To do: Repeat the records in full. No pictures belong in the copy.

= = =

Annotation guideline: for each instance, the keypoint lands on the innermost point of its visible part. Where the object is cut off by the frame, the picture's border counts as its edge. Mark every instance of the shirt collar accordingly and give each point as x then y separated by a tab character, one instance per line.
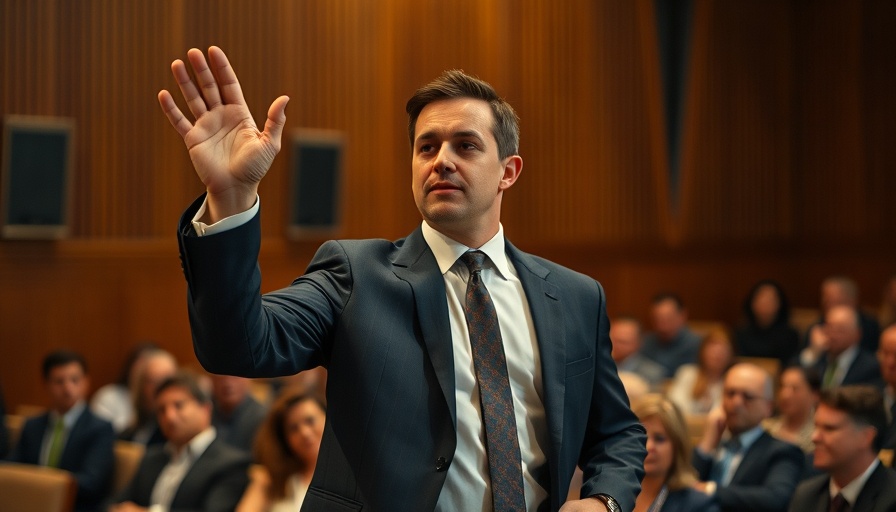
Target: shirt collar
70	417
447	251
196	446
746	439
851	490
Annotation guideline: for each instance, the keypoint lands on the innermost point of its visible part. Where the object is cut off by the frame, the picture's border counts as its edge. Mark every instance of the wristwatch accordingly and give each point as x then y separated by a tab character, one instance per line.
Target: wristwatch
610	503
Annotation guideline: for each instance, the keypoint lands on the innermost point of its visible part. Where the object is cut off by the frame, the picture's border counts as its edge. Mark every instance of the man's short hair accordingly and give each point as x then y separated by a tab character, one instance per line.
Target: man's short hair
188	382
457	84
59	358
664	296
863	404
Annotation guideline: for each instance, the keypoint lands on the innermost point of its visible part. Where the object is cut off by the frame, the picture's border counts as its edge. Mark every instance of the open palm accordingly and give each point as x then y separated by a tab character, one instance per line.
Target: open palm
229	153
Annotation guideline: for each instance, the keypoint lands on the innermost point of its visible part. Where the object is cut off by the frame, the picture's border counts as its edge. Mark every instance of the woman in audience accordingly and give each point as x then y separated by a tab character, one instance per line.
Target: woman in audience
286	451
668	474
113	402
697	388
766	331
797	398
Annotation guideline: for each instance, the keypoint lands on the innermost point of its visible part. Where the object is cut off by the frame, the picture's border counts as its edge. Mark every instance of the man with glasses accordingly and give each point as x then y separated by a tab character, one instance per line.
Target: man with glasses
739	463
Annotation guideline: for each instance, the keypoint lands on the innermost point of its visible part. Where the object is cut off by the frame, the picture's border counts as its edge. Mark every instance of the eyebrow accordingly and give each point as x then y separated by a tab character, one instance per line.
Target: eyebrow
456	135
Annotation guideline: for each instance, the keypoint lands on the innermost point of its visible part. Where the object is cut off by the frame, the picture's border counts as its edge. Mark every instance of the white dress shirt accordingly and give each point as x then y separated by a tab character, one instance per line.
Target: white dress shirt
467	483
175	471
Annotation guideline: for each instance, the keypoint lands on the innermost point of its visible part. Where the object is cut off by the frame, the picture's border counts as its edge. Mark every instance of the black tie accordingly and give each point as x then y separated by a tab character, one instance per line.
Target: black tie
501	441
839	504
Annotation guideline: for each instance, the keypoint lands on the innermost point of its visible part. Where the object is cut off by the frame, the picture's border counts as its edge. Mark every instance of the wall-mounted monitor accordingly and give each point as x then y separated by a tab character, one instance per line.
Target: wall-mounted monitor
36	177
315	183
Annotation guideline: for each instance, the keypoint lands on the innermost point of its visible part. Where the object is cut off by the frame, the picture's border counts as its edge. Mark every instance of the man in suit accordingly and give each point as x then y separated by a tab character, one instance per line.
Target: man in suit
625	333
405	423
236	414
671	344
848	423
750	470
886	355
195	470
837	354
69	436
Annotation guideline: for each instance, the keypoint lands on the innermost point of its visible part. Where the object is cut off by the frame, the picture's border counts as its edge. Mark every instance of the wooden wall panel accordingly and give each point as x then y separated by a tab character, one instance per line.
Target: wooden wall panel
788	170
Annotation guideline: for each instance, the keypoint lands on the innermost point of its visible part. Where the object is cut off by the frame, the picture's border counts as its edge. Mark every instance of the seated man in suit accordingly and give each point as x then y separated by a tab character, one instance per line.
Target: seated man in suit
837	353
671	344
751	470
194	470
236	414
69	436
886	355
848	426
625	335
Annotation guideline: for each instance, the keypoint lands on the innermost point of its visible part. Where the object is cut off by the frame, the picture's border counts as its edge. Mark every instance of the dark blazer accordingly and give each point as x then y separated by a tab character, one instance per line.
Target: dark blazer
215	482
375	314
88	454
878	495
865	369
689	500
765	479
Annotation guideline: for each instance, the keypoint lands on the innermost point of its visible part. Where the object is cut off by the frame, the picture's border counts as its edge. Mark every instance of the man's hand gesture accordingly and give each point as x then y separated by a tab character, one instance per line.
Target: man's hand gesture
229	153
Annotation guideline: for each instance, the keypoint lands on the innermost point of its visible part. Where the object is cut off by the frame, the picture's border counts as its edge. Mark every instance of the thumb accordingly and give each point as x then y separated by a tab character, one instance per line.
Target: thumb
273	127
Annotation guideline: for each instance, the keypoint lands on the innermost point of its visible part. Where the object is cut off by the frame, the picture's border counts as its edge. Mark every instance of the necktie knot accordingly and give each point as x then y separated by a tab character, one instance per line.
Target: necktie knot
474	260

= = =

Result of this task:
Annotation guideline: for each instance, the keypoint lands on the innermost point of its visible part. Where the object is cut off by the frame, the picture's border counts as its edge. Mark every instance of the shirt collar accordingly and give each point as x then y separated by a tab character, one instance per line.
Target: shirt collar
70	417
447	251
196	446
746	439
851	490
Annotation guideline: for each instance, the keypoint lands on the innermost point of its visible part. Where the object is cut off by the frame, the picture's border counts as its edge. Mark every instance of the wristwatch accordingly and give each point as x then y separated by a tab character, one instance per line.
Target: wristwatch
610	503
Annotation guideline: for each instance, the keypoint lands on the innermost point of its visible part. Where the object is cut off by the frame, the picture's border counts as its edge. Mark every instance of the man's short hair accordingly and give each point as x then y separated by a tab character, one instance per line.
Target: man's short hair
188	382
457	84
59	358
664	296
863	404
Annotation guideline: for each instance, the keypoint lands on the innermost point of its visible part. Where the object is cut off by the frame, the picture's border counts as its edge. Mark every instance of the open palm accordingly and give each point as x then y separated by a tab character, one instance per line.
Target: open palm
229	153
Annotation guideline: for each instance, the keypoint lands on the innermost point of its visible part. Where the object is cut off by the frame, the picture's border counts as its edge. Mark every instance of the woman in audience accordingly and give each point as x then y separated by a tab character, one instance per line.
Target: woman in audience
286	451
668	474
113	402
697	388
766	331
797	398
Annotation guideline: for each instance, the keypoint lands on the innermost point of its visible part. Where the object is cut off by the frame, the picture's border counts as its edge. Mark every instance of the man with glasses accordingly and give each point as x then y separated by a tab character, one instance per line.
Target: man with glasses
739	463
Annotation guideline: for each instance, the keypoint lands on the innermost point of its visible part. Where the object is cut off by the frame, the picture's border counts as its edge. Mark every instance of the eyebrow accordingly and give each point as x then y separated by a tab character, one instance per line.
Target: eyebrow
456	135
Annotation guideline: for each instance, the keypoint lands on the innermost point of its visible part. Where the object is cut off by the frame, the picture's border counts as its edge. Mark every instance of the white dress shirt accordingly and give each point as x then y separated by a tab character, one instance per line.
Target: white dress shirt
467	483
175	471
Annotation guideline: for each instance, the keypoint lands on the innermost point of its visible part. Where the object is cut off by the frame, the picture's border counts as its edge. Mark every instance of the black tie accordingly and give each point as x then y separated by a tab character, one instance per line.
Target: black tie
501	441
839	504
Annotation guideline: for each instance, the keypoint lands on the innermost point of its visible part. Where the object is cut off by the frame, the picture's border counts as its edge. Mark every instance of the wall-mounted monitor accordingly and give each point as x then y separated by a tab character, one instance per line.
Target: wall-mounted monitor
36	177
315	183
Annotation guideline: for each instance, the keypoint lands on the innermost point of its visible part. Where the object is cut off by the frame, the picture's border counts as its edge. Mark every instance of the man in suit accordingly and give each point as x then y separated by a tab character, one instance per line.
Target: man in suit
625	333
405	423
236	414
671	344
848	423
750	470
886	355
195	470
837	354
69	436
Annotation guideline: for each instance, the keypoint lands on the innermost point of its visible part. Where the object is cut off by the frame, the picture's border counts as its edge. Mark every instance of the wooden wall panel accordingly and give each point as x then y separated by a tab character, one instance per line.
Target: wooden wall panel
788	170
Annotation guideline: for each instance, the keypoint lands on the innermost point of its visible part. Where the object is cut off by the frame, the picture's border counts as its edge. Mark every instance of the seated man in suit accordingly and give each point as x then y separated by a tab character, one instance per line.
Target: seated man in suit
837	353
671	344
751	470
194	470
236	414
69	436
886	355
848	426
625	335
Annotation guideline: for each instance, the keypoint lands on the innermost point of its visible part. Where the object is cut off by the frame, the picture's border counts as its edge. Mark every instance of the dark blazer accordingly and give each point as x then y separated by a tab character, one instance per line.
Target: dark blazer
215	482
375	314
88	454
878	495
865	369
689	500
765	479
Annotation guideline: for each instance, the keypoint lands on the innermost point of its visible part. Where the object is cut off by the frame, the picture's border counts as its edge. Mark every instance of the man's hand gesture accordingly and give each point as x then y separated by a tab character, one instance per line.
Target: man's hand gesture
229	153
Annotation guideline: for each instance, the keypoint lands on the innermost point of its visible part. Where the object is cut off by the frame, the picture's border counts as its edge. Mark every instance of the thumb accordingly and give each point as x then y separated by a tab character, one instance per line.
Target: thumb
273	127
Annotation guideline: for each instance, the keypoint lands on the innermost point of its visible part. Where the object is cut off by the frame, the picture's border counts as its edge. Mark every instance of the necktie knot accordingly and give each point as x then y separated by a tab character, one instance per line.
Target: necktie knot
474	260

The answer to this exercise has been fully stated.